TEXT BLOCK: Begin

- Born: 3 June 1960 (age 66) Melbourne, Victoria, Australia
- Occupations: Journalist Television presenter
- Years active: 1978–2024
- Television: Nine News reporter and presenter (1981–?); The Midday Show as host; Today as co-host (1996–2005) A Current Affair (2006–2022);

= Tracy Grimshaw =

Australian journalist and television presenter (born 1960)

Tracy Grimshaw (born 3 June 1960) is an Australian former journalist and television presenter.

Grimshaw is best known for her work with the Nine Network where she was the host of A Current Affair from 2006 to 2022 and the co-host of Today from 1996 until 2005.

Grimshaw returned to the network in 2024 to host a new medical program, Do You Want to Live Forever?

==Biography==
Grimshaw grew up in Greensborough, Victoria.

Grimshaw's career began in 1981 when she joined Nine News in Melbourne as a reporter. In 1985 she began presenting news bulletins and by 1987 had been appointed the presenter of Nine Morning News.

In 1995, Grimshaw appeared as co-host of The Midday Show with David Reyne. The following year she was host of Today on Saturday and Animal Hospital.

On 4 November 1996, Grimshaw was appointed the co-host of Today with Steve Liebmann, a position she held for nine years. She finished her role as co-host of Today on 23 December 2005 and was replaced by Jessica Rowe.

TEXT BLOCK: End

WORK ITEM A
In the Tracy Grimshaw article, who took over from Grimshaw as co-host of Today?
WORK ITEM B
Please resume the Tracy Grimshaw article after its final sentence.
The items play no part in any of this work.

DATASET: Begin

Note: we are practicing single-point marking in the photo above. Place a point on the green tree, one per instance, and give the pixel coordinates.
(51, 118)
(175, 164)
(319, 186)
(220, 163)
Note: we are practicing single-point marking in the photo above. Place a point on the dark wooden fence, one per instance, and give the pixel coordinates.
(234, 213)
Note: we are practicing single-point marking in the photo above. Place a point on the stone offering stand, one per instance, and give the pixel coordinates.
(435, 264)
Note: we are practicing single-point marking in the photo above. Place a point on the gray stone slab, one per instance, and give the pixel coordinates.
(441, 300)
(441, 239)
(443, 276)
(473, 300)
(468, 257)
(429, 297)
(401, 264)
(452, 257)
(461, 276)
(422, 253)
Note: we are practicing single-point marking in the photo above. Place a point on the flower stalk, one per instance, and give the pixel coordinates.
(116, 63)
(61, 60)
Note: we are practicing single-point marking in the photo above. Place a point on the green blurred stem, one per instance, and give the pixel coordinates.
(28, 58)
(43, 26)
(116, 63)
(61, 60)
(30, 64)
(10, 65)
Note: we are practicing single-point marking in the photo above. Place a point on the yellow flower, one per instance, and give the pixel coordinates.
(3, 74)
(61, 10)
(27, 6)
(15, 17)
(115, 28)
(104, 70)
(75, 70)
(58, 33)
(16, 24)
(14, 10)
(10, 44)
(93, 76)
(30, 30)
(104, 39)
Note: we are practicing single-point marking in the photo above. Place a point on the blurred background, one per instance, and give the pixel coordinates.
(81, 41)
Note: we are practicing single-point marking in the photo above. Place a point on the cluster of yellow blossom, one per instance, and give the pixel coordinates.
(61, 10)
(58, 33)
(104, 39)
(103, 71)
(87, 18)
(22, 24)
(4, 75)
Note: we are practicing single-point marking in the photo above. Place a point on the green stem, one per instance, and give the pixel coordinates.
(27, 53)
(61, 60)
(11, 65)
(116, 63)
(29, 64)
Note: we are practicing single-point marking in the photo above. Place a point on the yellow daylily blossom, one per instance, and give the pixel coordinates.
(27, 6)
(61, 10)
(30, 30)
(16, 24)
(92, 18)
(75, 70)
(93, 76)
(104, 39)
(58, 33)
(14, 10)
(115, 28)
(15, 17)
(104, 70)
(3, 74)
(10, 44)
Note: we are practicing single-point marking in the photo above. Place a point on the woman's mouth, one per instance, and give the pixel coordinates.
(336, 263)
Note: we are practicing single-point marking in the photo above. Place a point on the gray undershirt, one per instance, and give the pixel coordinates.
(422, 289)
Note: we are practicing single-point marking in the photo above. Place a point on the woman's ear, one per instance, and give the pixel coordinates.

DATASET: End

EXERCISE RESULT A
Jessica Rowe.

EXERCISE RESULT B
In 2005, Grimshaw played the news reporter character Katie Current in the Australian cinema and DVD release of Shark Tale (the original lines were provided by American journalist Katie Couric).

On 30 January 2006, Grimshaw began presenting A Current Affair, replacing Ray Martin. In May 2006, she interviewed Beaconsfield Mine collapse survivors Todd Russell and Brant Webb in a special two-hour presentation called The Great Escape. Grimshaw was a nominee for the Gold Logie in 2018. On 5 September 2022, Grimshaw announced that she would step down as host of A Current Affair on 24 November 2022 after 17 years.

The Nine Network announced in September 2023 that Grimshaw would be returning to the network in 2024. On 19 January 2024, at a Nine media event in Melbourne, she was announced as the host of a new medical series, Do You Want to Live Forever?, alongside medical expert Nick Coatsworth, which premiered on 17 June 2024.